E torno a levantar a seguinte questão: será que todo branco é mesmo despriveligiado? E o branco que é pobre? Como fica pra ele entrar na universidade?

Em diversos momentos eu já discuti aqui sobre essa questão racial, você pode pesquisar em minhas postagens. Eu posso não ter aqui embasamento de pesquisas científicas, até porque vejo que certas pesquisas nessa área social acabam sendo muito tendenciosas: em nossa sociedade, é visto como inaceitável criticar as minorias menos favorecidas, se alguém criticar um negro por algum motivo qualquer, essa pessoa será vista como racista. Mas procuro embasar tudo o que eu escrevo em fatos e no que observo no dia-a-dia. Convido também que você compartilhe então referências e estudos para contribuir com a discussão...

Anônimo disse...

Este ano teremos bastante material a respeito de meritocracia e cotas. Este é um tema que estamos abordando mais profundamente.
Segundos dados disponíveis nos sites do governo sobre a comparação entre negros e brancos na faculdade, o número de negros tem crescido, contudo a maioria ainda é branca.
Os links abaixo fazem referências a sites de pesquisa do brasil.
http://www.valor.com.br/brasil/4342534/ibge-acesso-de-negros-universidade-cresce-maioria-ainda-e-branca
Negros representam 54% da população do brasil, contudo, com relação a estudo, renda e ocupação de cargos bem remunerados ou com importância como cargos políticos é sempre inferior para negros com relação a brancos.
http://economia.uol.com.br/noticias/redacao/2015/12/04/negros-representam-54-da-populacao-do-pais-mas-sao-so-17-dos-mais-ricos.htm
A questão que vamos estudar agora é que, a desigualdade de nível sociais (não só com relação a raças) pode favorecer o preconceito em vários âmbitos, mas principalmente social e racial. Torna-se encerraria então a aplicação e “políticas de equilíbrio”. Isto é o (em tese) se deveria fazer quando há uma diferença com relação a proporções e quando isso gera consequências negativas.
Como exemplos podemos citar o acesso em todos os níveis para pobres com relação aos ricos... Acesso à educação e saúde ou uma boa alimentação por exemplo.
O problema que levante, como já colocou em vários posts, é a mal aplicação de políticas por parte do governo com relação a fiscalização, estudos, gerência etc.
Posso comparar com o bolsa família e dizer que conheço várias pessoas que se inscrevem sem necessidade.

**REGISTROS FORNECIDOS**
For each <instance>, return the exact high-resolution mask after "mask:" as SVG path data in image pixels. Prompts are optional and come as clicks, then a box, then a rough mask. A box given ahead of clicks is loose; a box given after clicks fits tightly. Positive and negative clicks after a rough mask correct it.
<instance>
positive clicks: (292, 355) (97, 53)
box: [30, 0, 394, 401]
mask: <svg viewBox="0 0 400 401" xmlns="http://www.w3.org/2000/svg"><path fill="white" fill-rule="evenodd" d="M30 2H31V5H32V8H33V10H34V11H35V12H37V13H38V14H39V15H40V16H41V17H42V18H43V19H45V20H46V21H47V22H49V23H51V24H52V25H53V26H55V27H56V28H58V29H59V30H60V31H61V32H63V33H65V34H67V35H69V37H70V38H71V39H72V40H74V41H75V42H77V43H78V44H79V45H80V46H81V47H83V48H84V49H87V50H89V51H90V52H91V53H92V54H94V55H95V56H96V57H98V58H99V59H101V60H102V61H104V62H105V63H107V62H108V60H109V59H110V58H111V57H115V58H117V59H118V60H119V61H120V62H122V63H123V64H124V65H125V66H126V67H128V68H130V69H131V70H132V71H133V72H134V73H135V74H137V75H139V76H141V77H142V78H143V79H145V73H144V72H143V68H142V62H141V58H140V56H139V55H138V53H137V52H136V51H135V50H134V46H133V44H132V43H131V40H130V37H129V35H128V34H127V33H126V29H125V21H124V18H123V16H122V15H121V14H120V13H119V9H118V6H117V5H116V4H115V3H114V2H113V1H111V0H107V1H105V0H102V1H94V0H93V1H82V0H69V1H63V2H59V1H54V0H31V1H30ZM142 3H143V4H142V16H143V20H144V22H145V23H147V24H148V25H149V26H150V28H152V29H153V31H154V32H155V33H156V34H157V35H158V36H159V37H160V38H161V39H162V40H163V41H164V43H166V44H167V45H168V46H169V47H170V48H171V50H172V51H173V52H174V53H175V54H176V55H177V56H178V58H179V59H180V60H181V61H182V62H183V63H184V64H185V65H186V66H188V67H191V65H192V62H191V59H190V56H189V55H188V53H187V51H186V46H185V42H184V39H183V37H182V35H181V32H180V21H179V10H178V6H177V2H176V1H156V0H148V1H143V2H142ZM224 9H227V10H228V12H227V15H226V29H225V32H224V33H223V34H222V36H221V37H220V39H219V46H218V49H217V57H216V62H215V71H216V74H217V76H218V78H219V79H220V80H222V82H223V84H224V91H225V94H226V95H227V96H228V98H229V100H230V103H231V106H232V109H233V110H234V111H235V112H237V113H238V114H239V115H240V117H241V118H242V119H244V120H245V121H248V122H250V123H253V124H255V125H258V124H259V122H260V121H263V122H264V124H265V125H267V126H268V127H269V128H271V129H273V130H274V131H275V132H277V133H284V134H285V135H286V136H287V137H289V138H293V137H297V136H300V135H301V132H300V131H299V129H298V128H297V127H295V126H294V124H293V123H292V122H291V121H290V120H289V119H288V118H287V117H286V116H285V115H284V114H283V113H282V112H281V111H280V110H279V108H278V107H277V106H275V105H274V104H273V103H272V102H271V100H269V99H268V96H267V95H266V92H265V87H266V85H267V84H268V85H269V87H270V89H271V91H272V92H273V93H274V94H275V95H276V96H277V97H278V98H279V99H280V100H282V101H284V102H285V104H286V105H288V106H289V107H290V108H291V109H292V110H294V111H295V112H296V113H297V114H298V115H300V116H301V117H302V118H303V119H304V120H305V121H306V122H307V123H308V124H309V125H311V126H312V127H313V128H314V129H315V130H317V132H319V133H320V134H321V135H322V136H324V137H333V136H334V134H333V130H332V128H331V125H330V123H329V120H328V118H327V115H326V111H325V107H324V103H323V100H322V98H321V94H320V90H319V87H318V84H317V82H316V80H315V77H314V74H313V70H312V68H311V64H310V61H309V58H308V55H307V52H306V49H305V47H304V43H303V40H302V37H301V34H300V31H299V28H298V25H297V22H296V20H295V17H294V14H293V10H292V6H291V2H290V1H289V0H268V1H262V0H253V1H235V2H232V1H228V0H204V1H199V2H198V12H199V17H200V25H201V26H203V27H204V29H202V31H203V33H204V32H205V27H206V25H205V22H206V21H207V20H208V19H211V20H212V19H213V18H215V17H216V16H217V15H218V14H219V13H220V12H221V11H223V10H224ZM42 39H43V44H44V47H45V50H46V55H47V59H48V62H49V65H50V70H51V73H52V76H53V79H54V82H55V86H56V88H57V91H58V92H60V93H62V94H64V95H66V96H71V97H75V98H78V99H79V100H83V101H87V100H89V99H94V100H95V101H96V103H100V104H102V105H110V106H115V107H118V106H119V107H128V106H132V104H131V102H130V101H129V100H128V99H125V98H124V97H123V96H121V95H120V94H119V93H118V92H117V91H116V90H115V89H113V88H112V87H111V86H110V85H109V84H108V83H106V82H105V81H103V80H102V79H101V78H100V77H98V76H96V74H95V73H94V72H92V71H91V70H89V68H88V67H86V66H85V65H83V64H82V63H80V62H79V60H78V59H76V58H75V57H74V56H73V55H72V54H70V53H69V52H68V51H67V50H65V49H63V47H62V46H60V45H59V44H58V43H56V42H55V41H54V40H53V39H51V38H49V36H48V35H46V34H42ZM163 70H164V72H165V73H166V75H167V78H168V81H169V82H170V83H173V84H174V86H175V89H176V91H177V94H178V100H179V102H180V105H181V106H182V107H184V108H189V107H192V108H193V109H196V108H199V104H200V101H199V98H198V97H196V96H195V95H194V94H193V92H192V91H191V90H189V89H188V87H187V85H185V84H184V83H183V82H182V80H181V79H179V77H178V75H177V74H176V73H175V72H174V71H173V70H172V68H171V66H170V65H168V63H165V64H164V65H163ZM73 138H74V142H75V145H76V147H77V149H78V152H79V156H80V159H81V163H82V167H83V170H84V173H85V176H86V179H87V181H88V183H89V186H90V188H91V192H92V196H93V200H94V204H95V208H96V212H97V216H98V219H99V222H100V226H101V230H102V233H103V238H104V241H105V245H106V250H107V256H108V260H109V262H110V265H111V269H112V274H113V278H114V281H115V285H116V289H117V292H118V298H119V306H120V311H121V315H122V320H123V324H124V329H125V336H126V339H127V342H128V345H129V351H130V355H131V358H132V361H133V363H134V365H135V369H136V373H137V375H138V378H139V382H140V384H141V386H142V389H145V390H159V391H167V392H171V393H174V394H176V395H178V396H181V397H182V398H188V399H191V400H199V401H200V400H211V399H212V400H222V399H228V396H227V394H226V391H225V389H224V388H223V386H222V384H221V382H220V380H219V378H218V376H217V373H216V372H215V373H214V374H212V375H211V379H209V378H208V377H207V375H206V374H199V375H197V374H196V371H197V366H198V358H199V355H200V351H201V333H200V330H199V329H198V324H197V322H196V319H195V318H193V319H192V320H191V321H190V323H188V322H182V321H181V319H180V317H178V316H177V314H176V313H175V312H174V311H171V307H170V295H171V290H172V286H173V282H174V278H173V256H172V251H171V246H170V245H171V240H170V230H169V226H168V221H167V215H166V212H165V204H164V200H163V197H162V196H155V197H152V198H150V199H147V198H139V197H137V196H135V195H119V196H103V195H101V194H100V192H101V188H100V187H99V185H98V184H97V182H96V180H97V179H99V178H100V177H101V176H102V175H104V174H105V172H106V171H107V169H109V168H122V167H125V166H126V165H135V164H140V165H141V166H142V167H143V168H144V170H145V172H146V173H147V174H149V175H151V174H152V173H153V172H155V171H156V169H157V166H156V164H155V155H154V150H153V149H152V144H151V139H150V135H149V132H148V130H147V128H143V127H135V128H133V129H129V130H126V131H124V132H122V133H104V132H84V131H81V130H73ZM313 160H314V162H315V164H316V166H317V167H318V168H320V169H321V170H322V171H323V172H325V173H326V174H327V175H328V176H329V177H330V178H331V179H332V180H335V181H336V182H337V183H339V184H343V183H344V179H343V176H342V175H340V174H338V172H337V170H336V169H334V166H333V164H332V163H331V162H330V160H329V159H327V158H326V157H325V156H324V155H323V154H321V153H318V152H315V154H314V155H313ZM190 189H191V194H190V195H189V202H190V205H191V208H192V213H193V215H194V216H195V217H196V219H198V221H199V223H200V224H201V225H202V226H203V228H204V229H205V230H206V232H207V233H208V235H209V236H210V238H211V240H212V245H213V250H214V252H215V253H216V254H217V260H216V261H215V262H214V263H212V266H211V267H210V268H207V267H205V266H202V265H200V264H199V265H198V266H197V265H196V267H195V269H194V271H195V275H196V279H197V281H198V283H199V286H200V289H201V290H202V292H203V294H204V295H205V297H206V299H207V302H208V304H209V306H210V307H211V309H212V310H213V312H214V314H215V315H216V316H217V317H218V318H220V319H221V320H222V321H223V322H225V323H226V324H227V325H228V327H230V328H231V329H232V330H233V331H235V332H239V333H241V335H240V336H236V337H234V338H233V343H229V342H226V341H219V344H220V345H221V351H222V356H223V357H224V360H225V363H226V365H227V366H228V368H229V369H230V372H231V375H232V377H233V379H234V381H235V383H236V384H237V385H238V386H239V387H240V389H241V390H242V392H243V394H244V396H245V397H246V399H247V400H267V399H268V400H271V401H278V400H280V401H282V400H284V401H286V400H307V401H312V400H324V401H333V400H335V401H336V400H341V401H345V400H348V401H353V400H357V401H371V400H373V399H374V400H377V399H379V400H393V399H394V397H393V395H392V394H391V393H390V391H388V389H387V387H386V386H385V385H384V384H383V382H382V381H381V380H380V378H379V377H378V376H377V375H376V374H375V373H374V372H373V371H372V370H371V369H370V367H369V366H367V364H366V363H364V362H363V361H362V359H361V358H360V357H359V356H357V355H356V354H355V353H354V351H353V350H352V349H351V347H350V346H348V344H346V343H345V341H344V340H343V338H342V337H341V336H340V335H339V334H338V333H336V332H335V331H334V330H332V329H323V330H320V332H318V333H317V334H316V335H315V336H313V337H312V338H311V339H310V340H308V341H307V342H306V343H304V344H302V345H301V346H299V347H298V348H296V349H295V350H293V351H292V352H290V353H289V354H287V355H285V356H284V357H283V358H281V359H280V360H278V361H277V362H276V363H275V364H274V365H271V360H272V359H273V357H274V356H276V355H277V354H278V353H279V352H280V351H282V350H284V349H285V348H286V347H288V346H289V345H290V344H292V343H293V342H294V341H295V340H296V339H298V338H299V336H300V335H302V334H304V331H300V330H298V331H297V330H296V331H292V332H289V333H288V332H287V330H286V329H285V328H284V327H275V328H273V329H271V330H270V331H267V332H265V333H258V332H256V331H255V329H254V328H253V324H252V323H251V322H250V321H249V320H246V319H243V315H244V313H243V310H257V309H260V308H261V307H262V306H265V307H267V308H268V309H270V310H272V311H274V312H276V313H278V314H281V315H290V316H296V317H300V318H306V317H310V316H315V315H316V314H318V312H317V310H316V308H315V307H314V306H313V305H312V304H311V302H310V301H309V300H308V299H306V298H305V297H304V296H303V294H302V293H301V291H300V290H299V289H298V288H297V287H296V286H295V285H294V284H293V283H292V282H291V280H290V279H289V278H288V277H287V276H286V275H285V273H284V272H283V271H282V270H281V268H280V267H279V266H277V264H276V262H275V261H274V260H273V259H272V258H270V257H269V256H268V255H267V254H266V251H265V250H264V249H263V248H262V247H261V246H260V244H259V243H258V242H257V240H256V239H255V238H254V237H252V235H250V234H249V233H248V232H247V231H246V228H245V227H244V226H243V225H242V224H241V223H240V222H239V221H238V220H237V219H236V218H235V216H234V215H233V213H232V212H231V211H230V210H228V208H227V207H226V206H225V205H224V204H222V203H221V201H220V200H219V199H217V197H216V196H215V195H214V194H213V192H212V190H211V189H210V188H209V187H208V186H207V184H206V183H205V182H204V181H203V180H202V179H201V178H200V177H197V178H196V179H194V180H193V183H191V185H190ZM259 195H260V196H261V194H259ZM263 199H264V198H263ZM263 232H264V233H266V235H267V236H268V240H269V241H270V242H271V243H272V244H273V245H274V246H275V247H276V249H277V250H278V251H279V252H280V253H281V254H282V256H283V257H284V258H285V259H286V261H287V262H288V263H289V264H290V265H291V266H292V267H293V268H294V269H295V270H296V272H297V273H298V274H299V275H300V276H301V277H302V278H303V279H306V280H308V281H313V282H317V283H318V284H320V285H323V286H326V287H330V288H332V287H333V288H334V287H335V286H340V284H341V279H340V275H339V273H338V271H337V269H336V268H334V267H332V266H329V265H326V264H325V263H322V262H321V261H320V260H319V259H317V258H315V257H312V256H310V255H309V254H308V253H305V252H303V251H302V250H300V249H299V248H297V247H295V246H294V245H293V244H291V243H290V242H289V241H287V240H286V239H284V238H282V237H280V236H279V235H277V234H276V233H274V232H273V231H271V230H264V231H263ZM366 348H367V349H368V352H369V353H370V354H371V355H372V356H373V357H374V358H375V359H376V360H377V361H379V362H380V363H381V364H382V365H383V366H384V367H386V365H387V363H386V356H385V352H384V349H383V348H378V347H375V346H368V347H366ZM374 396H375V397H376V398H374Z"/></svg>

**ENUNCIADO**
Transcreva, do texto sobre negros e brancos na universidade, o trecho que começa em "Este ano teremos" e vai até "ainda é branca.", inclusive.

**RESOLUÇÃO**
Este ano teremos bastante material a respeito de meritocracia e cotas. Este é um tema que estamos abordando mais profundamente.
Segundos dados disponíveis nos sites do governo sobre a comparação entre negros e brancos na faculdade, o número de negros tem crescido, contudo a maioria ainda é branca.